WHAT IS REQUIRED:
Recast the part of the listing below that opens with the line containing "Do you think you could find the black" and closes with the line containing "[483,256,764,533]" as a Markdown table. Use the columns Row and Line, and leave out blank lines.

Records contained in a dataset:

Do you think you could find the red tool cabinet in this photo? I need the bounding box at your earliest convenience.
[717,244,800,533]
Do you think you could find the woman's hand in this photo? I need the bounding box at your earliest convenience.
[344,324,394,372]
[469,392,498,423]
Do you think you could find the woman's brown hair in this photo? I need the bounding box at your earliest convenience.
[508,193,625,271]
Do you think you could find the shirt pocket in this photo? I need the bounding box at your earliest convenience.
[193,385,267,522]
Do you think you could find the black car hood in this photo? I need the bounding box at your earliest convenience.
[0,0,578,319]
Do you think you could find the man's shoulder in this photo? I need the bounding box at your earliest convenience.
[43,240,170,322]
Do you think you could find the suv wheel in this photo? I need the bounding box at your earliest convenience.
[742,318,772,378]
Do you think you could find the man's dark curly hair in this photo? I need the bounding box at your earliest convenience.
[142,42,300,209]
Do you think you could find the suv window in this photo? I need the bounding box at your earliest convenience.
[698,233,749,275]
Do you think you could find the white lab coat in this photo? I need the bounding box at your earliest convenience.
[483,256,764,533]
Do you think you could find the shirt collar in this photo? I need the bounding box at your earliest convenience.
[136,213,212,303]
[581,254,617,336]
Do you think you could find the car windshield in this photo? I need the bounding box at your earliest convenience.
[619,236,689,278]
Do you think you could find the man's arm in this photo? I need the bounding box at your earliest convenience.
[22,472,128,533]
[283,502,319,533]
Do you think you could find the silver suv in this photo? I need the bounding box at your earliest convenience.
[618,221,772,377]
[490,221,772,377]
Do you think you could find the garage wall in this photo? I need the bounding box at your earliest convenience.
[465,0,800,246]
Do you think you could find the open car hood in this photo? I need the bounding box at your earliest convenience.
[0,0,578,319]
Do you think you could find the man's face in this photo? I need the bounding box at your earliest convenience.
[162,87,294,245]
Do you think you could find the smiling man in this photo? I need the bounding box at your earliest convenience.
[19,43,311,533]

==

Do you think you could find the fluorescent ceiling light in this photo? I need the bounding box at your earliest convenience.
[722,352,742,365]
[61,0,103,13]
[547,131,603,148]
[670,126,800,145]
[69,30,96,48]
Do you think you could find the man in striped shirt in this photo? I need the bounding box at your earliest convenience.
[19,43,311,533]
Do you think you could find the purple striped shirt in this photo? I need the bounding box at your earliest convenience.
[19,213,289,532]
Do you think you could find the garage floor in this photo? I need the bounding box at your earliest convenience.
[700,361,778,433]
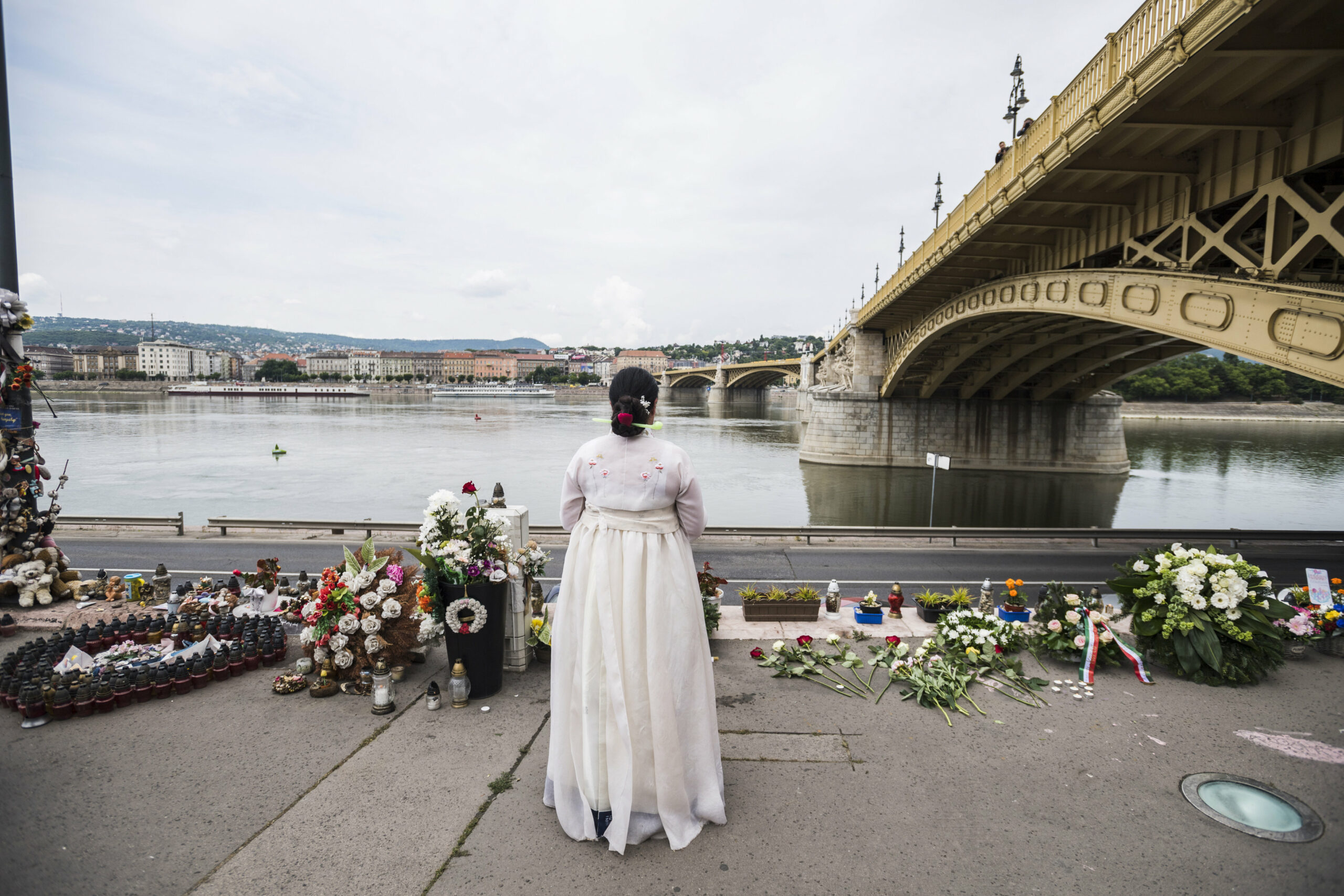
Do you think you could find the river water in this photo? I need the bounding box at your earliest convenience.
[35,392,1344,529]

SOLUTION FOR THIS TASK:
| Row | Line |
|---|---|
| 1 | Do you think you could find the black car hood in this photo? I need the bounding box at your earliest convenience. |
| 2 | [0,0,578,319] |
| 3 | Do you think you could find the man's shoulder in this photo? I need the bounding box at your earliest convenience. |
| 4 | [43,240,170,322] |
| 5 | Do you think you could find the suv wheel in this photo? I need the bounding box at your earliest convenience. |
| 6 | [742,318,772,378] |
| 7 | Do you think you could find the man's dark curly hair in this photo? I need the bounding box at your earliest convenience. |
| 8 | [142,42,300,209] |
| 9 | Do you think you could find the suv window in this photo? I need the bounding box at your earliest convenience. |
| 10 | [698,233,749,275] |
| 11 | Do you think you could find the white lab coat in this photo? I need the bounding box at your earliest convenience. |
| 12 | [483,256,764,533] |